====== SUPPLIED INFORMATION

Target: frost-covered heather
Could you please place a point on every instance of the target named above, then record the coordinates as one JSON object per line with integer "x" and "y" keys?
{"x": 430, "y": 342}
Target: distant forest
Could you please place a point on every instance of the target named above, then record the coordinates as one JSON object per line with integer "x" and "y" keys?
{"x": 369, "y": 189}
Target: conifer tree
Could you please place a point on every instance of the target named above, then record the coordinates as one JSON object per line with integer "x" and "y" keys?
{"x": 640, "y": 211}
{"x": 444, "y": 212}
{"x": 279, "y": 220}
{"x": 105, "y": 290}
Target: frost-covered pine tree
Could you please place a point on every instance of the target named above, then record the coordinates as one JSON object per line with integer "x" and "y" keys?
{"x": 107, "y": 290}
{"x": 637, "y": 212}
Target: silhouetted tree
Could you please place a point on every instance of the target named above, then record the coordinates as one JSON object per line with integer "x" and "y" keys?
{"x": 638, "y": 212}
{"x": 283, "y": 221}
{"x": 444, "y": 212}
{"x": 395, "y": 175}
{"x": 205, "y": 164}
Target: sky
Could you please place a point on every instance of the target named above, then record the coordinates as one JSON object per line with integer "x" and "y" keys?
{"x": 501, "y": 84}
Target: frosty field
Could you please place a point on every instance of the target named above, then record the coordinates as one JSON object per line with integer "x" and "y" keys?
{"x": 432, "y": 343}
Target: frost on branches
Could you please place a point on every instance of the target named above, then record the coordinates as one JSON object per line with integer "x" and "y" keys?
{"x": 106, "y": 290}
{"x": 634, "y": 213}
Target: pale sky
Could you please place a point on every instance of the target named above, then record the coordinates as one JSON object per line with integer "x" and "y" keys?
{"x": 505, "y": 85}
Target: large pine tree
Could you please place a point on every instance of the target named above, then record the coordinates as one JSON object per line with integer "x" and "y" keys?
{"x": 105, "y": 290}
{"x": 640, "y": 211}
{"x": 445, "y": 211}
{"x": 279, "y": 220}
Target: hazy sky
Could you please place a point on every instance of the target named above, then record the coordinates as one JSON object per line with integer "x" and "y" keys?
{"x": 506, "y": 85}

============

**THE PROBLEM**
Transcribe each entry precisely, missing none.

**THE REPLY**
Target: frost-covered heather
Could you please place a point on every instance of the target named above, then record the coordinates as one JSON object per line with integer "x" and "y" keys?
{"x": 430, "y": 342}
Target: distant forest
Could you please place a point on every instance of the target named above, then record the coordinates as one JSON object per line with integer "x" and "y" keys?
{"x": 369, "y": 189}
Target: conifer tree
Could you please place a point on every instance of the target named above, then record the coordinates as one JSON object per line with integer "x" and "y" keys?
{"x": 640, "y": 211}
{"x": 444, "y": 212}
{"x": 279, "y": 220}
{"x": 105, "y": 290}
Target: frost-covered pine tree
Could you please place a point on every instance of the target named above, then record the coordinates as one JSON object per line with integer "x" and "y" keys?
{"x": 107, "y": 290}
{"x": 637, "y": 212}
Target: silhouetted tree
Could you please place a point on every instance of the target named above, then record the coordinates as one JSON object per line with integer "x" and "y" keys?
{"x": 638, "y": 212}
{"x": 283, "y": 221}
{"x": 444, "y": 212}
{"x": 395, "y": 175}
{"x": 205, "y": 164}
Target: sky
Could you please place a point on every instance of the target named above, then record the coordinates as one JSON object per line with integer "x" and "y" keys?
{"x": 501, "y": 84}
Target: frosty field
Could you please place a point on every instance of the target named above, then record the coordinates as one JSON object per line with integer "x" and "y" keys?
{"x": 432, "y": 343}
Target: frost on branches
Could you please place a point on every instance of the target named above, then record the coordinates as one JSON object per line with integer "x" and "y" keys?
{"x": 106, "y": 290}
{"x": 634, "y": 213}
Target: pale sky
Could you please place a point on every instance of the target named above, then record the coordinates as one JSON object per line with integer "x" and "y" keys?
{"x": 505, "y": 85}
Target: large pine tree
Could you please place a point on every instance of the target named above, then record the coordinates as one JSON object per line with integer "x" and "y" keys?
{"x": 105, "y": 290}
{"x": 640, "y": 211}
{"x": 445, "y": 211}
{"x": 279, "y": 220}
Target: hazy sky
Could you please place a point on every instance of the target named above, then record the coordinates as one JSON object per line with integer "x" and "y" keys?
{"x": 506, "y": 85}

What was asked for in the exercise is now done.